In the listing below, locate the line containing "finial in this photo."; reproduce that line and all lines that follow it, unchanged.

[Working data]:
# # # # #
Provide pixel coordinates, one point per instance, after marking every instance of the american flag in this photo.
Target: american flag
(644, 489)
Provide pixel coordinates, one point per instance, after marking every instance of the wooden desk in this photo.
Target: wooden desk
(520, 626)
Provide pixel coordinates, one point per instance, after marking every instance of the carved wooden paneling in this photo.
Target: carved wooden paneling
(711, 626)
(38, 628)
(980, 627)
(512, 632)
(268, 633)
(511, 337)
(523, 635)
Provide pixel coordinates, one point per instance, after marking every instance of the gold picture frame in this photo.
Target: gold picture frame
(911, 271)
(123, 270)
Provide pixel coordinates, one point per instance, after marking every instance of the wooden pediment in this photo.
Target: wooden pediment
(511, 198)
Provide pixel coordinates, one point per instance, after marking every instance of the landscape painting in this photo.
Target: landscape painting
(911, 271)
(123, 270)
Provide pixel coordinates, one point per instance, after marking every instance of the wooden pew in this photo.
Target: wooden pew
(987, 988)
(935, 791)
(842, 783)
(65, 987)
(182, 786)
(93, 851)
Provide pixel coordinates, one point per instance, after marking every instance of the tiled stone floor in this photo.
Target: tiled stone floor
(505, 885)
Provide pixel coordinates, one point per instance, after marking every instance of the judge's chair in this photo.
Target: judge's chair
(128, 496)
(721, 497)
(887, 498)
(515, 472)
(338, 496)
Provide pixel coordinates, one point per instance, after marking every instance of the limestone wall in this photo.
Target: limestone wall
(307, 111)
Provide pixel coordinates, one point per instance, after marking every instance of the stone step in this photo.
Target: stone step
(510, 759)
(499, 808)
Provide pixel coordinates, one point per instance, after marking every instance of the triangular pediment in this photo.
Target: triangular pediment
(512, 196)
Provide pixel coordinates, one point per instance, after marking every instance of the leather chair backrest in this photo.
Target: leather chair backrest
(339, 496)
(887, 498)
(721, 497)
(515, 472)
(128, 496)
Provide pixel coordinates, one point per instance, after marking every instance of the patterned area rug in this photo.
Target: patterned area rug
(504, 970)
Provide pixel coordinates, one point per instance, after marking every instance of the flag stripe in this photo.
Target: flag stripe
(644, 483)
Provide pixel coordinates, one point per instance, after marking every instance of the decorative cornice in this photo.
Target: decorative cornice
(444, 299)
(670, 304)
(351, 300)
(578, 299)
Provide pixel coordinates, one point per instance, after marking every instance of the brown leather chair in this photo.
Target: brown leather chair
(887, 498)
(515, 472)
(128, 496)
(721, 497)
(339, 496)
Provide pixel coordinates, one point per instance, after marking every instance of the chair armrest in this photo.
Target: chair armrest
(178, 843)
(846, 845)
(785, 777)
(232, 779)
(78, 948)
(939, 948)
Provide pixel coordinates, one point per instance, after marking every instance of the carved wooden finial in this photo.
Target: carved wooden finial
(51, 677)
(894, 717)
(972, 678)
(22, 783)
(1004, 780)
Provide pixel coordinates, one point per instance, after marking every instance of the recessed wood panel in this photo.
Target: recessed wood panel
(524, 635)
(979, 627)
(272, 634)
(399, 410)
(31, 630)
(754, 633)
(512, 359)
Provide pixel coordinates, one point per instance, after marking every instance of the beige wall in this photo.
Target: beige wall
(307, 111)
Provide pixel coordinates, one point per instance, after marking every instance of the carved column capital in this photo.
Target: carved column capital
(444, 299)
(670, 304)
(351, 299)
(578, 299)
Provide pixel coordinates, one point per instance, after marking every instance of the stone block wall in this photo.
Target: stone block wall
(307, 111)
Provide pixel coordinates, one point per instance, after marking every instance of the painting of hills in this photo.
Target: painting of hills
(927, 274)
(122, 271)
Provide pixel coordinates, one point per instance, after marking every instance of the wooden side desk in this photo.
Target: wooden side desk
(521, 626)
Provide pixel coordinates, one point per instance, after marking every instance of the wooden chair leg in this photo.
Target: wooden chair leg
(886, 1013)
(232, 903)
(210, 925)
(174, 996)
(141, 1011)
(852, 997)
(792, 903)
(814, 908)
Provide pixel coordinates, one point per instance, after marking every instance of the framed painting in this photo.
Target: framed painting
# # # # #
[Answer to the task]:
Provide pixel coordinates, one point per instance, after marking every instance of the carved wooden finial in this photo.
Target: carved wooden finial
(51, 677)
(894, 717)
(972, 678)
(22, 783)
(1004, 780)
Provide pixel coordinates, one point per instance, after marking every instance of the recessed wood panel in this photo.
Target: recessed wood panel
(524, 635)
(979, 627)
(272, 634)
(399, 410)
(31, 630)
(754, 633)
(512, 359)
Provide pixel coordinates, one point per instance, after marking every instance of the beige wall in this photo.
Target: beige wall
(307, 111)
Provide pixel coordinates, one point per instance, after marking every instance of the carved column capital in this photo.
Target: carved column capital
(444, 299)
(670, 304)
(351, 299)
(578, 299)
Provide pixel coordinates, one point per instance, after marking every instance of the stone block wall in this photo.
Target: stone block wall
(307, 111)
Provide pixel coordinates, one point per instance, after marking every instance of the painting of hills in this photo.
Target: painting of hills
(927, 274)
(122, 271)
Provide pixel coordinates, one point per instance, after marking every instance of the wooden side desk in this photo.
Target: wooden side desk
(521, 626)
Provide pixel coordinates, one point per instance, after marking every instance of the wooden chair leg in this photo.
Target: wooden chair leg
(886, 1013)
(232, 903)
(210, 925)
(174, 996)
(141, 1011)
(852, 997)
(792, 903)
(814, 908)
Provide pixel coordinates, one point per instance, after marking every instance of the framed painting in this photo.
Target: framed painting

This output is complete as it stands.